◆ **Source extract**

※ ※ ※

The new center will provide additional computing resources to support the breadth of research at NREL, leading to increased efficiency and lower costs for research into clean energy technologies including solar photovoltaics, wind energy, electric vehicles, buildings technologies, and renewable fuels.
“This capability sets NREL apart in our ability to continue groundbreaking research and analysis,” NREL Director Dan Arvizu said. “In partnership with HP and Intel, NREL is acquiring one of the most energy efficient, high performance computer systems in the world for our research.”
The HPC data center at NREL will be the world’s most energy efficient, with an annualized average power usage effectiveness (PUE) rating of 1.06 or better. The average data center operates with a PUE of 1.91, according to 2009 data from the Environmental Protection Agency’s Energy Star Program. NREL’s data-center design is compact, resulting in short runs for electrical and plumbing components. The project features technology under development that uses warm water in the computing rack to efficiently cool the servers.
NREL will maximize the reuse of heat generated by the HPC system. The “waste heat” from the computer system will be used as the primary heat source in the ESIF offices and lab space. Excess heat can also be exported to adjacent buildings and other areas of the NREL campus. All together, the efficiency of the data center, the energy efficiency features of the HPC system and the system’s ability to reuse heat combine to reduce overall energy use. The system is projected to deliver substantial energy savings and avoid significant costs through the efficiency improvements. The project will help the Energy Department implement an Executive Order on federal sustainability that set energy efficiency goals across the federal government.

※ ※ ※

◆ **Region annotation entries**
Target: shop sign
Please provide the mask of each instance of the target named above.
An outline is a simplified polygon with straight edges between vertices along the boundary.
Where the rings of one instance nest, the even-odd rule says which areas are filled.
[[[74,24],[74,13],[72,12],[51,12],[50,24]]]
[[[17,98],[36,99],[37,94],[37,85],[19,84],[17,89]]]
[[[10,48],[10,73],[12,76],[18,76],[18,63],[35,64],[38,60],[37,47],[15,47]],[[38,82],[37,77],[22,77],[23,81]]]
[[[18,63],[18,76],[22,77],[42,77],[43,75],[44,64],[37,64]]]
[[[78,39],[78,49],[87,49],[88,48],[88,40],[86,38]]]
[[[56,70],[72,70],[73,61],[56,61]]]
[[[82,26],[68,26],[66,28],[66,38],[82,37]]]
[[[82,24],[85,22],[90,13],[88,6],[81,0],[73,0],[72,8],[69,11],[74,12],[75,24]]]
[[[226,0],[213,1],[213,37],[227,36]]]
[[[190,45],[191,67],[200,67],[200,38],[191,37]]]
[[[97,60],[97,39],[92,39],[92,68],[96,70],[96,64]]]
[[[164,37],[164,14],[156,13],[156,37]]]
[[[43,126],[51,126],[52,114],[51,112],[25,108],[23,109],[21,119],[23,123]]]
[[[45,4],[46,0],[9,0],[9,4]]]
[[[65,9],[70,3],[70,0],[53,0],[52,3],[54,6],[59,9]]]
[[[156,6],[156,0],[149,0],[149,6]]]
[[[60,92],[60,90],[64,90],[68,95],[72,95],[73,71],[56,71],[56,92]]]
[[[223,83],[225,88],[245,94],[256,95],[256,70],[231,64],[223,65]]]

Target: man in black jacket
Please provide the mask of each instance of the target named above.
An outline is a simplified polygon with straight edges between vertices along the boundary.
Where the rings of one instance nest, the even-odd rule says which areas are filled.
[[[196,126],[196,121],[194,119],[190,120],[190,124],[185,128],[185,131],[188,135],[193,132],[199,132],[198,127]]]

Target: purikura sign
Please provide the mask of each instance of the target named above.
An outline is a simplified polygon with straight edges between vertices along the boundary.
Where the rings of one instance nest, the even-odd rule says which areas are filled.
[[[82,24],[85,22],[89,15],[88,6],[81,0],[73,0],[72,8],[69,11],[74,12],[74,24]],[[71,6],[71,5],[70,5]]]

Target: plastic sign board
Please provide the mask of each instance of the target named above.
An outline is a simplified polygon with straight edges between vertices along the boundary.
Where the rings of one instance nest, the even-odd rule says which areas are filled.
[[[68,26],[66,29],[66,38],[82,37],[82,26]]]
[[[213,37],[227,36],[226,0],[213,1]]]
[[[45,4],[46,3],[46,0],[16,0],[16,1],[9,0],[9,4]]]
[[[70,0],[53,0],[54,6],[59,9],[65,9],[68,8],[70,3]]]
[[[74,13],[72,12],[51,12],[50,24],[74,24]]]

※ ※ ※

◆ **Written task**
List every clean energy technology that the text about NREL's computing center names as a research area. These records have no connection to the text.

◆ **The result**
- solar photovoltaics
- wind energy
- electric vehicles
- buildings technologies
- renewable fuels